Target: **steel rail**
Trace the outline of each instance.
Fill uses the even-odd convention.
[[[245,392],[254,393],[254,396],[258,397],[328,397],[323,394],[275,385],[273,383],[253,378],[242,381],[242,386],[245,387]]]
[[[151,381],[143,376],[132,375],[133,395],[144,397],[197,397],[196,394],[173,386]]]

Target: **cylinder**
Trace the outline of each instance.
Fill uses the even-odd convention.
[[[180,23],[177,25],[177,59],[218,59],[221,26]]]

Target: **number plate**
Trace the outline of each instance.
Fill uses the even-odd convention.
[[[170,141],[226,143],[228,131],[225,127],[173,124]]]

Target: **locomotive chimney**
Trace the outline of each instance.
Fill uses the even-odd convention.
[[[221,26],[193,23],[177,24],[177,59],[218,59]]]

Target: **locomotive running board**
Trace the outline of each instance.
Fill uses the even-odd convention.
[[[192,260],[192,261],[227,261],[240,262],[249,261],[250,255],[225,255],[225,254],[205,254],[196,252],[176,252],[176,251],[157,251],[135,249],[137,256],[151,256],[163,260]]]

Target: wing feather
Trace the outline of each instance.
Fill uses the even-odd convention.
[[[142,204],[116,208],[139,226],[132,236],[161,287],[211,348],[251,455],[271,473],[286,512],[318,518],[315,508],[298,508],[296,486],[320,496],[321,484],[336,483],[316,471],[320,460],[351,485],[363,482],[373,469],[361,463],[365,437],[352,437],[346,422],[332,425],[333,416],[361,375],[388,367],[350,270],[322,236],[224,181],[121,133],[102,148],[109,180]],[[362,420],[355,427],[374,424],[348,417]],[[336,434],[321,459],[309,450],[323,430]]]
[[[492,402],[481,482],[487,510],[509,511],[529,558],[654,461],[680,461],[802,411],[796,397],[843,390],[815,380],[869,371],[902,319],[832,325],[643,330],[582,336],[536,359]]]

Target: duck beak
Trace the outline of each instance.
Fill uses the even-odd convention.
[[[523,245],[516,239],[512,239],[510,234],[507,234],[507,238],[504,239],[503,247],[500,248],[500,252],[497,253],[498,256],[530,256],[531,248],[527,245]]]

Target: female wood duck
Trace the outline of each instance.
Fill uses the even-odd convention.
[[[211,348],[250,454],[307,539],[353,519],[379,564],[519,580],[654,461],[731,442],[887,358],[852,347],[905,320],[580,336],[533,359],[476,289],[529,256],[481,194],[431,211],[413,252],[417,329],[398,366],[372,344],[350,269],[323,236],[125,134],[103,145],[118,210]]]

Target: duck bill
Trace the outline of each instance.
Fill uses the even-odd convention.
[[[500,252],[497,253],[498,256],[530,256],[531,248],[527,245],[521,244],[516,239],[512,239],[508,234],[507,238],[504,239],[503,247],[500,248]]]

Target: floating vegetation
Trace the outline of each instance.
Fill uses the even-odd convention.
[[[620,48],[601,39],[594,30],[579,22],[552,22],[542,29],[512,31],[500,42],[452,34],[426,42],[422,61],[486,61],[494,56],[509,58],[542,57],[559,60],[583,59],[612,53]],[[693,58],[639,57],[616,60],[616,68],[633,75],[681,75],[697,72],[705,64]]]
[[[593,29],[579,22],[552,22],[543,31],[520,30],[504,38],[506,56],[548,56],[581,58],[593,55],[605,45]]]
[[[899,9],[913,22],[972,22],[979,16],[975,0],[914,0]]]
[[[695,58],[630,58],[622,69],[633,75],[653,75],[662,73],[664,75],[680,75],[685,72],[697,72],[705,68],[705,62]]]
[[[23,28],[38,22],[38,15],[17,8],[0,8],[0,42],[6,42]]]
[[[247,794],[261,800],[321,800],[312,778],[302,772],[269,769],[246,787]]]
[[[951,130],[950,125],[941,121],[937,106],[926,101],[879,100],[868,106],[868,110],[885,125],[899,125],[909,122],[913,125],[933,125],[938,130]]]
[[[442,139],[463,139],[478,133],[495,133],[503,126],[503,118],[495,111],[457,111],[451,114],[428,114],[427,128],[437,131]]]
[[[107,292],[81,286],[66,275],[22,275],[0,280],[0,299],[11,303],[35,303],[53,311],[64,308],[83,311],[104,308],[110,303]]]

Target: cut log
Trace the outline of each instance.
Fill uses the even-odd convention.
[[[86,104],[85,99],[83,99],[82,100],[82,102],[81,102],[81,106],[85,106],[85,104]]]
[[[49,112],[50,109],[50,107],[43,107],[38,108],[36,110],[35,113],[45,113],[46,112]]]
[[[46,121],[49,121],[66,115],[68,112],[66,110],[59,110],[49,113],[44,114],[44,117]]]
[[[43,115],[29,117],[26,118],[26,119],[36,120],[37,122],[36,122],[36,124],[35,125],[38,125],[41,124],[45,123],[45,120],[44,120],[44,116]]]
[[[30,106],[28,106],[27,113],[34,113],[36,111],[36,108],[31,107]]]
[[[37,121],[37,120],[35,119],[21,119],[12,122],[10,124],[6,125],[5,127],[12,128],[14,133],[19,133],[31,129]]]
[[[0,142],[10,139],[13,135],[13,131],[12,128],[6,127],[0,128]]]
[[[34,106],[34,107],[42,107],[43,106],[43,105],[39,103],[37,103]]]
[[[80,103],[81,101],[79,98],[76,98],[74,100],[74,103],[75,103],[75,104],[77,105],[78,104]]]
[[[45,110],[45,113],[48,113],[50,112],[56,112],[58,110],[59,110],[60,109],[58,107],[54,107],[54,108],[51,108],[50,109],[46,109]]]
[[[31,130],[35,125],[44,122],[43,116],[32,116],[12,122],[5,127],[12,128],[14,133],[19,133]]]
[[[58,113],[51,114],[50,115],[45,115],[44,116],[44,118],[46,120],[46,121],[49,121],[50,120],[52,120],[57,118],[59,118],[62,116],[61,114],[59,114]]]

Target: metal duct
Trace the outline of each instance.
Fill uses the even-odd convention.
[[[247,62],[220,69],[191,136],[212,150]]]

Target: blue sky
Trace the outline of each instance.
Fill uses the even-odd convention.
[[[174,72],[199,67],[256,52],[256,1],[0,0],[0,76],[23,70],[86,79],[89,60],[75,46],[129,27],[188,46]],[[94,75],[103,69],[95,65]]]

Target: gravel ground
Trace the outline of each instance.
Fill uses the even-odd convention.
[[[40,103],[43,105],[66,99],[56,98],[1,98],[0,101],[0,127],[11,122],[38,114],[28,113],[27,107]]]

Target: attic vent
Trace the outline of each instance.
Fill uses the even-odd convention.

■ ■ ■

§ **AIM**: Put every line of the data above into a JSON list of strings, one string per line, and leave out the blank lines.

§ **SOLUTION TO THIS PROBLEM**:
[
  "Target: **steel rail**",
  "Trace the outline of each instance.",
  "Fill uses the even-odd convention.",
  "[[[245,392],[254,393],[254,396],[258,397],[328,397],[323,394],[275,385],[273,383],[253,378],[242,381],[242,386],[245,387]]]",
  "[[[151,381],[143,376],[132,375],[133,395],[144,397],[197,397],[196,394],[173,386]]]",
  "Target: **cylinder**",
  "Trace the outline of each instance.",
  "Fill uses the even-odd convention.",
  "[[[180,23],[177,25],[177,59],[218,59],[221,26]]]",
  "Target: **number plate**",
  "Trace the outline of each instance.",
  "Fill uses the even-odd convention.",
  "[[[170,141],[226,143],[228,131],[225,127],[173,124]]]",
  "Target: **locomotive chimney**",
  "Trace the outline of each instance.",
  "Fill uses the even-odd convention.",
  "[[[221,26],[193,23],[177,24],[177,59],[218,59]]]",
  "Target: **locomotive running board**",
  "Trace the outline of each instance.",
  "Fill uses the even-odd convention.",
  "[[[192,260],[192,261],[227,261],[240,262],[249,261],[250,255],[225,255],[225,254],[205,254],[196,252],[176,252],[176,251],[157,251],[135,249],[137,256],[151,256],[163,260]]]",
  "Target: wing feather",
  "Trace the outline of each instance.",
  "Fill uses the even-odd convention.",
  "[[[142,204],[116,208],[139,226],[132,236],[161,287],[211,348],[251,455],[271,473],[286,512],[318,518],[315,508],[298,508],[296,486],[320,496],[321,484],[336,483],[316,471],[320,460],[351,485],[363,482],[373,469],[361,463],[365,437],[352,437],[346,422],[332,425],[333,416],[361,375],[388,367],[350,270],[322,236],[224,181],[121,133],[102,148],[109,180]],[[362,420],[355,427],[374,424],[348,417]],[[336,434],[321,459],[309,450],[323,430]]]",
  "[[[492,402],[481,482],[487,510],[509,511],[529,558],[654,461],[680,461],[802,411],[796,397],[843,390],[815,380],[869,371],[902,319],[832,325],[643,330],[582,336],[536,359]]]",
  "Target: duck beak",
  "Trace the outline of each instance.",
  "Fill uses the even-odd convention.",
  "[[[523,245],[516,239],[512,239],[510,234],[507,234],[507,238],[504,239],[503,247],[500,248],[500,252],[497,253],[498,256],[530,256],[531,248],[527,245]]]",
  "Target: female wood duck",
  "Trace the outline of each instance.",
  "Fill uses the even-odd convention.",
  "[[[211,348],[250,454],[307,539],[353,519],[379,564],[519,580],[654,461],[731,442],[887,358],[852,347],[905,320],[580,336],[533,359],[476,289],[529,256],[481,194],[431,211],[413,252],[417,329],[398,366],[372,344],[350,269],[323,236],[125,134],[103,145],[118,210]]]",
  "Target: duck bill",
  "Trace the outline of each instance.",
  "Fill uses the even-odd convention.",
  "[[[500,252],[497,253],[498,256],[530,256],[531,248],[527,245],[521,244],[516,239],[512,239],[508,234],[507,238],[504,239],[503,247],[500,248]]]",
  "Target: floating vegetation",
  "Trace the outline of each instance.",
  "Fill uses the even-odd convention.",
  "[[[620,48],[601,39],[594,30],[579,22],[552,22],[542,29],[512,31],[500,42],[452,34],[426,42],[422,61],[486,61],[494,56],[509,58],[542,57],[559,60],[583,59],[612,53]],[[693,58],[639,57],[616,60],[616,68],[633,75],[681,75],[697,72],[705,64]]]",
  "[[[593,29],[579,22],[552,22],[543,31],[520,30],[504,38],[506,56],[548,56],[581,58],[593,55],[605,45]]]",
  "[[[899,9],[913,22],[972,22],[979,16],[975,0],[914,0]]]",
  "[[[695,58],[630,58],[622,69],[633,75],[653,75],[662,73],[664,75],[680,75],[685,72],[697,72],[705,68],[705,62]]]",
  "[[[23,28],[38,22],[38,15],[17,8],[0,8],[0,42],[6,42]]]",
  "[[[247,794],[261,800],[321,800],[312,778],[302,772],[269,769],[246,787]]]",
  "[[[951,130],[950,125],[941,121],[937,106],[926,101],[879,100],[868,106],[868,110],[885,125],[899,125],[909,122],[913,125],[933,125],[938,130]]]",
  "[[[442,139],[463,139],[478,133],[495,133],[503,126],[503,118],[495,111],[457,111],[451,114],[428,114],[427,128],[437,131]]]",
  "[[[107,292],[81,286],[66,275],[22,275],[0,280],[0,299],[11,303],[35,303],[53,311],[64,308],[83,311],[104,308],[110,303]]]",
  "Target: cut log",
  "Trace the outline of each instance.",
  "Fill uses the even-odd convention.",
  "[[[86,104],[85,99],[83,99],[82,100],[82,102],[81,102],[81,106],[85,106],[85,104]]]",
  "[[[49,112],[50,109],[50,107],[43,107],[38,108],[36,110],[35,113],[45,113],[46,112]]]",
  "[[[46,121],[49,121],[66,115],[68,112],[66,110],[59,110],[49,113],[44,114],[44,117]]]",
  "[[[43,115],[29,117],[26,118],[26,119],[36,120],[37,122],[36,122],[36,124],[35,125],[38,125],[41,124],[45,123],[45,120],[44,120],[44,116]]]",
  "[[[30,106],[28,106],[27,113],[34,113],[36,111],[36,108],[31,107]]]",
  "[[[37,121],[37,120],[35,119],[21,119],[12,122],[10,124],[6,125],[5,127],[12,128],[14,133],[19,133],[31,129]]]",
  "[[[0,142],[10,139],[13,135],[13,131],[12,128],[6,127],[0,128]]]",
  "[[[34,106],[34,107],[42,107],[43,106],[43,105],[39,103],[37,103]]]",
  "[[[80,103],[81,101],[79,98],[76,98],[74,100],[74,103],[75,103],[75,104],[77,105],[78,104]]]",
  "[[[45,110],[45,113],[48,113],[50,112],[56,112],[58,110],[59,110],[60,109],[58,107],[54,107],[54,108],[51,108],[50,109],[46,109]]]",
  "[[[31,130],[35,125],[44,122],[43,116],[32,116],[12,122],[5,127],[12,128],[14,133],[19,133]]]",
  "[[[58,113],[51,114],[50,115],[45,115],[44,116],[44,118],[46,120],[46,121],[49,121],[50,120],[52,120],[57,118],[59,118],[62,116],[61,114],[59,114]]]",
  "Target: metal duct",
  "Trace the outline of each instance.",
  "Fill uses the even-odd convention.",
  "[[[247,62],[220,69],[191,136],[212,150]]]",
  "Target: blue sky",
  "Trace the outline of each instance.",
  "Fill uses the even-odd convention.",
  "[[[174,72],[199,67],[256,52],[256,1],[0,0],[0,76],[23,70],[86,79],[89,60],[75,46],[129,27],[188,46]],[[94,75],[103,69],[95,65]]]",
  "Target: gravel ground",
  "Trace the outline of each instance.",
  "Fill uses the even-odd convention.",
  "[[[40,103],[43,105],[66,99],[56,98],[1,98],[0,101],[0,127],[11,122],[38,114],[28,113],[27,107]]]",
  "Target: attic vent",
  "Trace the outline of each instance.",
  "Fill uses the even-odd convention."
]